> EXTRACTED ENTRIES
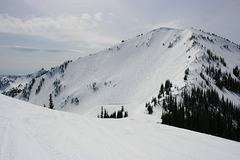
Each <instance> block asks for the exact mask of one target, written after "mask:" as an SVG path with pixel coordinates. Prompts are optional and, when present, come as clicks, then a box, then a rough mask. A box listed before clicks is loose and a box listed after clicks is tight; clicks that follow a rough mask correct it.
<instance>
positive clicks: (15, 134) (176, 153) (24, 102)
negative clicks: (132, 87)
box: [0, 95, 240, 160]
mask: <svg viewBox="0 0 240 160" xmlns="http://www.w3.org/2000/svg"><path fill="white" fill-rule="evenodd" d="M138 108H139V107H138ZM140 108H141V107H140ZM99 110H100V109H99ZM90 112H91V111H89V112H88V113H89V114H84V115H80V114H74V113H67V112H62V111H57V110H50V109H47V108H43V107H40V106H36V105H32V104H30V103H27V102H23V101H19V100H16V99H12V98H9V97H6V96H3V95H0V159H1V160H32V159H34V160H80V159H84V160H95V159H98V160H101V159H102V160H106V159H109V160H120V159H124V160H128V159H129V160H135V159H136V160H139V159H143V160H145V159H153V160H154V159H156V160H157V159H162V160H175V159H177V160H193V159H194V160H202V159H217V160H226V159H231V160H239V157H240V152H239V148H240V143H239V142H235V141H230V140H226V139H222V138H218V137H214V136H210V135H206V134H201V133H197V132H192V131H188V130H184V129H179V128H175V127H170V126H166V125H162V124H160V123H155V122H156V121H155V120H156V119H154V120H153V119H152V118H153V117H155V118H158V117H157V115H153V116H149V115H144V114H142V111H140V112H139V111H138V110H135V114H136V115H141V116H130V117H128V118H125V119H118V120H113V119H98V118H94V117H93V116H91V113H90ZM92 112H94V111H92Z"/></svg>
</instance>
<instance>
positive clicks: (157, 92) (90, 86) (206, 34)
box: [5, 28, 240, 116]
mask: <svg viewBox="0 0 240 160" xmlns="http://www.w3.org/2000/svg"><path fill="white" fill-rule="evenodd" d="M239 62H240V46H239V45H237V44H235V43H233V42H230V41H229V40H228V39H224V38H221V37H218V36H216V35H215V34H210V33H205V32H203V31H199V30H196V29H186V30H179V29H171V28H160V29H156V30H153V31H151V32H149V33H147V34H145V35H143V34H141V35H138V36H136V37H134V38H132V39H129V40H123V41H122V43H120V44H118V45H115V46H113V47H111V48H107V49H105V50H104V51H102V52H99V53H96V54H93V55H89V56H87V57H83V58H79V59H78V60H75V61H68V62H65V63H63V64H62V65H60V66H58V67H54V68H52V69H51V70H49V71H48V72H44V74H42V75H41V76H37V77H34V78H33V79H31V80H30V82H29V83H28V84H27V85H25V84H22V85H23V86H24V87H22V88H21V90H23V91H22V92H20V93H19V94H18V95H17V96H16V98H19V99H22V100H26V101H29V102H31V103H33V104H37V105H40V106H44V105H46V106H48V104H49V95H50V94H52V95H53V103H54V105H55V109H58V110H64V111H70V112H77V113H85V111H87V110H91V109H94V108H96V107H97V108H98V109H99V108H100V106H102V105H103V106H112V105H115V106H116V105H125V106H130V107H131V106H136V105H138V106H143V105H144V104H145V102H146V101H148V100H151V98H152V96H155V95H156V94H157V93H158V90H159V87H160V85H161V83H164V82H165V81H166V80H167V79H170V80H171V82H172V83H173V85H174V86H173V87H172V91H173V92H174V93H175V94H177V93H178V91H179V90H181V89H182V88H183V87H191V86H196V87H197V86H200V87H202V88H215V89H216V90H217V91H218V92H219V95H220V96H221V95H224V96H225V98H228V99H229V100H230V101H232V102H234V103H235V104H236V105H238V104H240V96H239V93H236V92H233V91H231V89H229V88H227V87H223V88H221V89H219V87H218V86H217V85H216V82H215V79H214V77H213V76H211V75H210V74H209V75H207V73H205V72H206V70H207V68H209V67H213V66H214V67H215V68H217V69H219V68H221V71H222V72H223V73H224V72H227V73H229V74H230V75H231V76H232V78H234V79H236V80H237V81H238V82H239V75H236V74H233V68H235V67H237V66H239ZM186 70H187V71H188V72H187V73H188V74H187V75H186ZM238 71H239V70H238ZM201 72H202V73H201ZM24 83H25V82H24ZM18 85H19V84H18ZM7 89H8V90H9V88H7ZM5 91H7V90H5ZM95 116H96V115H95Z"/></svg>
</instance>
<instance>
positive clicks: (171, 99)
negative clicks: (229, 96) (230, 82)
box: [162, 88, 240, 141]
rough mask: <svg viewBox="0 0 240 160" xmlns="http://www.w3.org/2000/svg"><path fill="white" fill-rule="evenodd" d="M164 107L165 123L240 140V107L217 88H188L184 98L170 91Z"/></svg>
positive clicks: (167, 97) (216, 135)
mask: <svg viewBox="0 0 240 160" xmlns="http://www.w3.org/2000/svg"><path fill="white" fill-rule="evenodd" d="M163 108H164V113H163V114H162V123H163V124H168V125H172V126H176V127H180V128H186V129H190V130H194V131H197V132H202V133H207V134H211V135H215V136H219V137H223V138H227V139H231V140H236V141H240V110H239V109H237V107H236V106H234V105H233V103H231V102H229V101H228V99H227V100H225V99H224V97H222V99H220V98H219V95H218V93H217V92H216V91H215V90H212V89H211V90H210V89H208V90H206V91H203V90H202V89H200V88H197V89H196V88H192V90H191V92H190V93H189V92H187V91H186V90H184V91H183V92H182V93H181V100H180V101H177V98H176V97H173V96H172V94H170V95H169V96H166V99H165V100H164V101H163Z"/></svg>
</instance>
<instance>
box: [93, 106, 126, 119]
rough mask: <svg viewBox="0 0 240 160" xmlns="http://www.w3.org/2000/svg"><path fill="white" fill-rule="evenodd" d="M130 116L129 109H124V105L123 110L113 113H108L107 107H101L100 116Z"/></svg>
mask: <svg viewBox="0 0 240 160" xmlns="http://www.w3.org/2000/svg"><path fill="white" fill-rule="evenodd" d="M126 117H128V111H125V110H124V106H122V108H121V110H118V111H115V112H113V113H111V114H109V113H108V111H107V109H106V108H105V109H103V106H102V107H101V114H100V115H98V118H126Z"/></svg>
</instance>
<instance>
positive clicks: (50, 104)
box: [49, 94, 54, 109]
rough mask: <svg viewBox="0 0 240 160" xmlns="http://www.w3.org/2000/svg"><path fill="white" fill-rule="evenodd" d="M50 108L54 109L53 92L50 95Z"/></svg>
mask: <svg viewBox="0 0 240 160" xmlns="http://www.w3.org/2000/svg"><path fill="white" fill-rule="evenodd" d="M49 108H50V109H53V108H54V105H53V100H52V94H50V95H49Z"/></svg>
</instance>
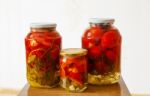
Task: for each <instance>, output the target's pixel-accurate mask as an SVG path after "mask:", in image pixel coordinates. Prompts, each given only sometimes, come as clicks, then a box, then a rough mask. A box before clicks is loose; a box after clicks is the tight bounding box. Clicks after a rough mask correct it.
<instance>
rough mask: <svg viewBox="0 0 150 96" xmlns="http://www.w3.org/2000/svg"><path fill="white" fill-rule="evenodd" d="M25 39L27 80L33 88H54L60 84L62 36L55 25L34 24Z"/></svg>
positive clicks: (42, 23)
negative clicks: (61, 45) (60, 57)
mask: <svg viewBox="0 0 150 96" xmlns="http://www.w3.org/2000/svg"><path fill="white" fill-rule="evenodd" d="M30 27H31V32H30V33H28V35H27V36H26V38H25V47H26V67H27V80H28V83H29V84H30V85H31V86H32V87H41V88H52V87H54V86H56V85H58V83H59V78H58V76H59V74H58V66H59V53H60V50H61V36H60V35H59V33H58V32H57V31H56V24H55V23H32V24H31V25H30Z"/></svg>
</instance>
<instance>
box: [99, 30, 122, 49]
mask: <svg viewBox="0 0 150 96" xmlns="http://www.w3.org/2000/svg"><path fill="white" fill-rule="evenodd" d="M120 40H121V36H120V34H119V32H117V31H109V32H106V33H105V34H104V35H103V37H102V41H101V45H102V47H103V48H113V47H115V46H116V45H118V44H119V43H120Z"/></svg>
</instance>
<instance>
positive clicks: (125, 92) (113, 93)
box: [18, 78, 131, 96]
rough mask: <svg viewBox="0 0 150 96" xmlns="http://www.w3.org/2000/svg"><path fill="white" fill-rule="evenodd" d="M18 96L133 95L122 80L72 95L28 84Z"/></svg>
mask: <svg viewBox="0 0 150 96" xmlns="http://www.w3.org/2000/svg"><path fill="white" fill-rule="evenodd" d="M18 96H131V94H130V92H129V90H128V88H127V87H126V85H125V83H124V81H123V79H122V78H121V79H120V81H119V83H116V84H113V85H105V86H92V85H89V86H88V89H87V90H86V91H84V92H83V93H70V92H67V91H66V90H64V89H63V88H61V87H56V88H52V89H40V88H33V87H30V86H29V84H26V85H25V86H24V88H23V89H22V90H21V92H20V93H19V95H18Z"/></svg>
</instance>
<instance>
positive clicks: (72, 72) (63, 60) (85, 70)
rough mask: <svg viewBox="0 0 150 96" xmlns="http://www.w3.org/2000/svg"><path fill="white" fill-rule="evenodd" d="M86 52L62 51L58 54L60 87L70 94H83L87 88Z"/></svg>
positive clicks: (73, 49)
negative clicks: (59, 62)
mask: <svg viewBox="0 0 150 96" xmlns="http://www.w3.org/2000/svg"><path fill="white" fill-rule="evenodd" d="M86 55H87V50H86V49H80V48H68V49H64V50H62V51H61V53H60V80H61V82H60V85H61V86H62V87H63V88H65V89H66V90H68V91H70V92H83V91H84V90H85V89H86V88H87V76H88V74H87V57H86Z"/></svg>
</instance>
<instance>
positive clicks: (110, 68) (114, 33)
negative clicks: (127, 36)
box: [82, 18, 121, 85]
mask: <svg viewBox="0 0 150 96" xmlns="http://www.w3.org/2000/svg"><path fill="white" fill-rule="evenodd" d="M89 23H90V28H88V29H87V30H86V31H85V33H84V34H83V36H82V48H85V49H87V50H88V83H90V84H95V85H104V84H114V83H116V82H118V81H119V78H120V50H121V35H120V33H119V31H118V29H117V28H115V27H114V26H113V23H114V19H107V18H103V19H101V18H91V19H90V21H89Z"/></svg>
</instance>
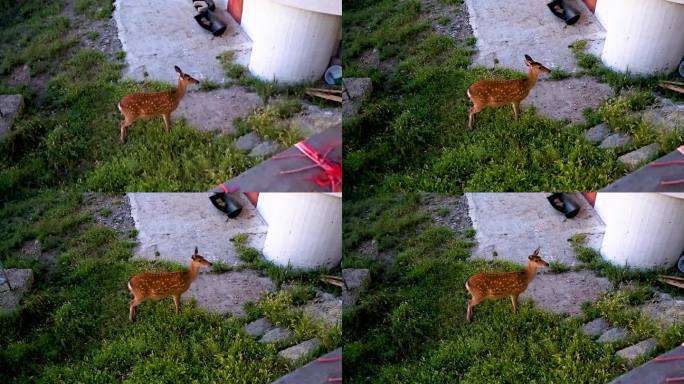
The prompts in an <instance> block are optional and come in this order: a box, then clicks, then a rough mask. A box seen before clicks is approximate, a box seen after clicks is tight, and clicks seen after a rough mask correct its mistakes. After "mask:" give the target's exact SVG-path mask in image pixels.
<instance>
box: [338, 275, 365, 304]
mask: <svg viewBox="0 0 684 384" xmlns="http://www.w3.org/2000/svg"><path fill="white" fill-rule="evenodd" d="M342 277H343V278H344V281H345V284H346V286H347V289H345V290H344V291H343V292H342V305H343V307H344V308H351V307H352V306H354V305H355V304H356V301H357V300H358V299H359V295H360V294H361V291H363V290H364V289H366V288H367V287H368V284H370V271H368V269H351V268H348V269H343V270H342Z"/></svg>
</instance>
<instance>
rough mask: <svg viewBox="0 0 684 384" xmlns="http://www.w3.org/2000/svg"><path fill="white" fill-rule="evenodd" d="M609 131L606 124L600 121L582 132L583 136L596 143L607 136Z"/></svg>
mask: <svg viewBox="0 0 684 384" xmlns="http://www.w3.org/2000/svg"><path fill="white" fill-rule="evenodd" d="M610 132H611V131H610V128H608V126H606V125H605V124H604V123H601V124H599V125H596V126H594V127H591V128H590V129H588V130H587V131H586V132H584V138H585V139H587V140H589V141H590V142H592V143H594V144H598V143H600V142H602V141H603V140H604V139H605V138H606V137H608V135H610Z"/></svg>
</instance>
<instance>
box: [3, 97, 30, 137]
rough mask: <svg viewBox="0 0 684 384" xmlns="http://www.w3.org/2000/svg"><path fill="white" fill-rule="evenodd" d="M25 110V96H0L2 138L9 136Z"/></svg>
mask: <svg viewBox="0 0 684 384" xmlns="http://www.w3.org/2000/svg"><path fill="white" fill-rule="evenodd" d="M22 109H24V96H22V95H0V112H2V116H0V136H3V135H5V134H7V133H8V132H9V131H10V130H11V129H12V126H13V125H14V120H15V119H16V118H17V116H19V114H20V113H21V111H22Z"/></svg>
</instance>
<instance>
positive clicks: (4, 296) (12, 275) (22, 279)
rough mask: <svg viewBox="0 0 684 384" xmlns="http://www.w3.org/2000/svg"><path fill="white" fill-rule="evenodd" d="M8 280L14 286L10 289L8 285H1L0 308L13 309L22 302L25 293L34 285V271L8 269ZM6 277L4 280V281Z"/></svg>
mask: <svg viewBox="0 0 684 384" xmlns="http://www.w3.org/2000/svg"><path fill="white" fill-rule="evenodd" d="M6 272H7V278H8V279H9V282H10V284H11V285H12V290H10V289H9V286H7V284H6V283H4V282H3V283H2V284H1V285H0V308H4V309H13V308H15V307H16V306H17V305H19V303H20V302H21V298H22V297H23V296H24V293H26V291H28V290H29V289H31V285H33V270H31V269H7V270H6ZM4 278H5V277H4V276H2V280H3V281H4Z"/></svg>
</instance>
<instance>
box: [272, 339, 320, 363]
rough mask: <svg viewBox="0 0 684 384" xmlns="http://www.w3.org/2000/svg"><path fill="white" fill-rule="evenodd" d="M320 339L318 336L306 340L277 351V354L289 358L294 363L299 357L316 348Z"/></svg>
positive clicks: (318, 344) (310, 351)
mask: <svg viewBox="0 0 684 384" xmlns="http://www.w3.org/2000/svg"><path fill="white" fill-rule="evenodd" d="M320 345H321V341H320V340H318V338H313V339H310V340H307V341H305V342H303V343H300V344H297V345H294V346H292V347H290V348H287V349H283V350H282V351H280V352H278V356H280V357H282V358H285V359H287V360H289V361H290V362H292V363H294V362H296V361H297V360H299V359H300V358H302V357H304V356H306V355H308V354H310V353H313V352H314V351H315V350H316V348H318V347H320Z"/></svg>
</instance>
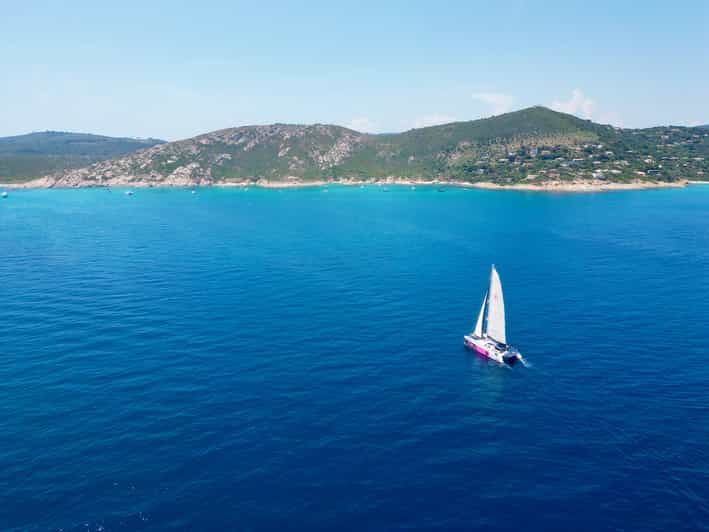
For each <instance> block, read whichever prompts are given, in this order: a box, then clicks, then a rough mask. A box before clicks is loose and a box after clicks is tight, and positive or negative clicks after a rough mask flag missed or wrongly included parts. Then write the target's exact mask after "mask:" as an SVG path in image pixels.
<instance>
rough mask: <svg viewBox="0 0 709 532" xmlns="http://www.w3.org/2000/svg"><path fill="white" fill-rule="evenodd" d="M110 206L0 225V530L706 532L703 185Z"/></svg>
mask: <svg viewBox="0 0 709 532" xmlns="http://www.w3.org/2000/svg"><path fill="white" fill-rule="evenodd" d="M125 192H126V190H124V189H106V188H103V189H80V190H13V191H10V194H9V195H8V197H7V198H6V199H1V200H0V530H3V531H8V530H9V531H26V530H28V531H44V530H49V531H58V530H62V531H82V532H84V531H112V530H120V531H126V530H140V531H143V530H145V531H153V530H155V531H162V530H196V531H199V530H204V531H208V530H247V531H250V530H253V531H259V530H277V531H284V530H308V531H312V530H339V531H342V530H356V531H361V530H407V531H415V530H489V531H495V530H502V531H506V530H515V531H516V530H525V531H537V530H538V531H557V530H558V531H593V532H597V531H605V530H614V531H685V530H687V531H698V530H707V529H708V527H709V186H701V185H696V186H690V187H687V188H684V189H661V190H643V191H618V192H603V193H588V194H586V193H585V194H575V193H537V192H522V191H514V192H513V191H489V190H474V189H460V188H440V189H439V188H436V187H416V188H411V187H403V186H400V187H394V186H392V187H386V186H369V187H364V188H359V187H344V186H331V187H316V188H304V189H294V190H290V189H289V190H270V189H268V190H267V189H258V188H244V189H240V188H232V189H227V188H198V189H196V190H195V192H194V193H192V191H191V190H189V189H136V190H135V193H134V194H133V195H127V194H125ZM492 264H495V266H496V268H497V270H498V271H499V273H500V276H501V278H502V284H503V289H504V295H505V301H506V311H507V337H508V341H509V342H510V343H512V344H513V345H515V346H516V347H517V348H518V349H519V350H520V351H521V352H522V353H523V355H524V357H525V359H526V360H527V362H528V366H527V367H525V366H521V365H517V366H515V367H514V368H509V367H501V366H498V365H496V364H495V363H492V362H490V361H487V360H485V359H482V358H480V357H479V356H478V355H475V354H473V353H471V352H469V351H467V350H466V349H465V348H464V346H463V335H464V334H466V333H468V332H470V331H471V329H472V328H473V326H474V323H475V319H476V317H477V313H478V310H479V308H480V304H481V302H482V298H483V296H484V294H485V291H486V289H487V283H488V279H489V274H490V267H491V265H492Z"/></svg>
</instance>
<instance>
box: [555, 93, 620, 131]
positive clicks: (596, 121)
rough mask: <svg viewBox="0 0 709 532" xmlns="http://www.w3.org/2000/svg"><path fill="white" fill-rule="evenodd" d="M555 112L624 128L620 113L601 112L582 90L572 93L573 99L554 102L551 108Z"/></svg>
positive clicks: (569, 98)
mask: <svg viewBox="0 0 709 532" xmlns="http://www.w3.org/2000/svg"><path fill="white" fill-rule="evenodd" d="M549 107H551V108H552V109H554V110H555V111H560V112H562V113H569V114H572V115H576V116H580V117H581V118H586V119H588V120H593V121H594V122H599V123H601V124H611V125H614V126H617V127H623V125H624V124H623V119H622V118H621V117H620V115H618V113H616V112H614V111H609V110H605V109H604V110H599V109H598V106H597V104H596V100H593V99H592V98H589V97H588V96H586V94H584V92H583V91H582V90H581V89H574V90H573V91H571V97H570V98H569V99H568V100H554V101H553V102H551V105H550V106H549Z"/></svg>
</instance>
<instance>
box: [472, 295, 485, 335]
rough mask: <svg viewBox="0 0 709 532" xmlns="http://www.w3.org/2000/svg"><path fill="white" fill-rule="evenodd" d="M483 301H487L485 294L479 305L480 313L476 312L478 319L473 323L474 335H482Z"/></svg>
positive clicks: (482, 324) (482, 325) (483, 312)
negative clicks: (477, 315)
mask: <svg viewBox="0 0 709 532" xmlns="http://www.w3.org/2000/svg"><path fill="white" fill-rule="evenodd" d="M485 303H487V294H485V297H484V298H483V304H482V306H481V307H480V314H478V321H477V322H476V323H475V330H474V331H473V335H474V336H478V337H479V336H482V335H483V316H484V315H485Z"/></svg>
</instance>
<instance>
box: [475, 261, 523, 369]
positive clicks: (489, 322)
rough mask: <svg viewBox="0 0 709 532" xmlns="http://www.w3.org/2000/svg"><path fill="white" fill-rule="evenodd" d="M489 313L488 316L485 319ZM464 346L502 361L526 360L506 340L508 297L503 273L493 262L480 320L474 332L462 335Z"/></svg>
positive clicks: (502, 363) (508, 364) (478, 320)
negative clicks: (504, 284)
mask: <svg viewBox="0 0 709 532" xmlns="http://www.w3.org/2000/svg"><path fill="white" fill-rule="evenodd" d="M486 317H487V319H485V318H486ZM463 342H464V343H465V346H466V347H468V348H469V349H472V350H473V351H475V352H476V353H479V354H481V355H482V356H484V357H487V358H489V359H491V360H494V361H495V362H498V363H499V364H508V365H510V366H513V365H515V364H516V363H517V362H522V363H524V359H523V358H522V355H521V354H520V353H519V351H517V349H515V348H514V347H512V346H511V345H508V343H507V334H506V331H505V300H504V298H503V297H502V283H501V282H500V276H499V274H498V273H497V270H496V269H495V265H494V264H493V265H492V271H491V272H490V287H489V289H488V291H487V293H486V294H485V297H484V298H483V304H482V306H481V307H480V314H478V321H477V322H476V323H475V329H474V330H473V332H472V333H470V334H467V335H465V336H464V337H463Z"/></svg>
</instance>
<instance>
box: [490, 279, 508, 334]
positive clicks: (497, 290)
mask: <svg viewBox="0 0 709 532" xmlns="http://www.w3.org/2000/svg"><path fill="white" fill-rule="evenodd" d="M488 293H489V297H488V304H487V335H488V336H489V337H490V338H492V339H493V340H497V341H498V342H500V343H503V344H506V343H507V336H506V335H505V300H504V298H503V297H502V283H500V276H499V275H498V274H497V270H496V269H495V267H494V266H493V267H492V272H491V273H490V291H489V292H488Z"/></svg>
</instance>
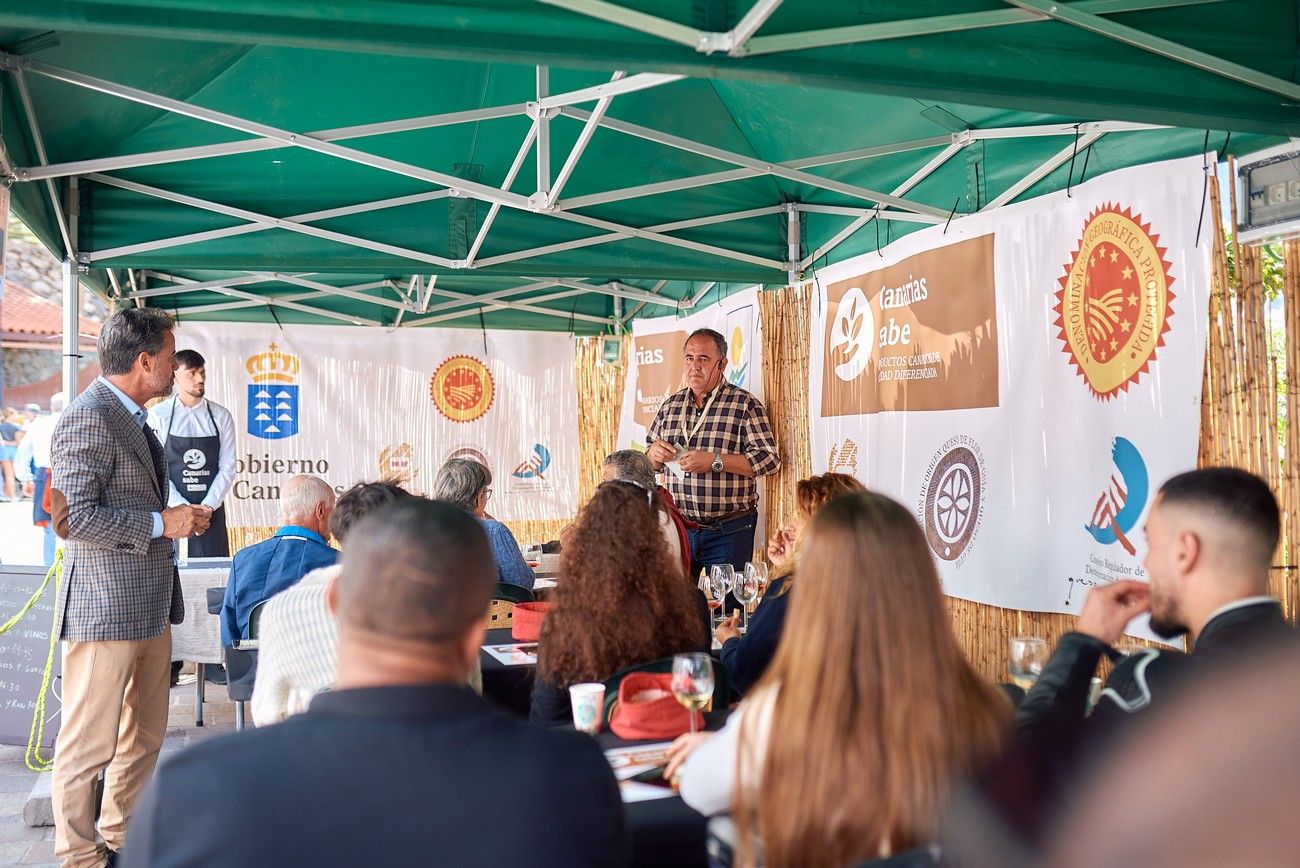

> WHAT THIS TASK INVOLVES
Copy out the records word for word, from their start through the line containing "108H139V107H138ZM140 108H141V107H140ZM99 110H100V109H99ZM90", including that line. Leave out the pictures.

> TASK OUTPUT
Each <instance> block asks for the exact mask of one target, written after "mask:" as an SVG path with pixel coordinates. Prompts are optional and, when present, come as clicks, then a box, then a rough mask. A box listed before clicks is loose and a box listed after clicks is tight; clicks that follow a rough mask correct it.
<instance>
positive clicks: (15, 134) (176, 153) (24, 102)
negative clicks: (132, 87)
box: [0, 95, 240, 160]
mask: <svg viewBox="0 0 240 160" xmlns="http://www.w3.org/2000/svg"><path fill="white" fill-rule="evenodd" d="M138 108H139V107H138ZM140 108H141V107H140ZM99 110H100V109H99ZM90 112H91V111H89V112H88V113H89V114H84V115H80V114H74V113H67V112H62V111H57V110H50V109H47V108H43V107H40V106H36V105H32V104H30V103H27V102H23V101H19V100H16V99H12V98H9V97H6V96H3V95H0V159H1V160H32V159H34V160H80V159H84V160H95V159H98V160H101V159H102V160H106V159H109V160H120V159H124V160H128V159H129V160H135V159H136V160H139V159H143V160H145V159H153V160H154V159H156V160H157V159H162V160H175V159H177V160H193V159H194V160H202V159H217V160H226V159H231V160H239V157H240V152H239V148H240V143H239V142H235V141H230V140H226V139H222V138H218V137H214V136H210V135H206V134H201V133H197V132H192V131H188V130H184V129H179V128H175V127H170V126H166V125H162V124H160V123H155V122H156V121H155V120H156V119H154V120H153V119H152V118H153V117H155V118H158V117H157V115H153V116H149V115H144V114H142V111H140V112H139V111H138V110H135V114H136V115H141V116H130V117H128V118H125V119H118V120H113V119H98V118H94V117H93V116H91V113H90ZM92 112H94V111H92Z"/></svg>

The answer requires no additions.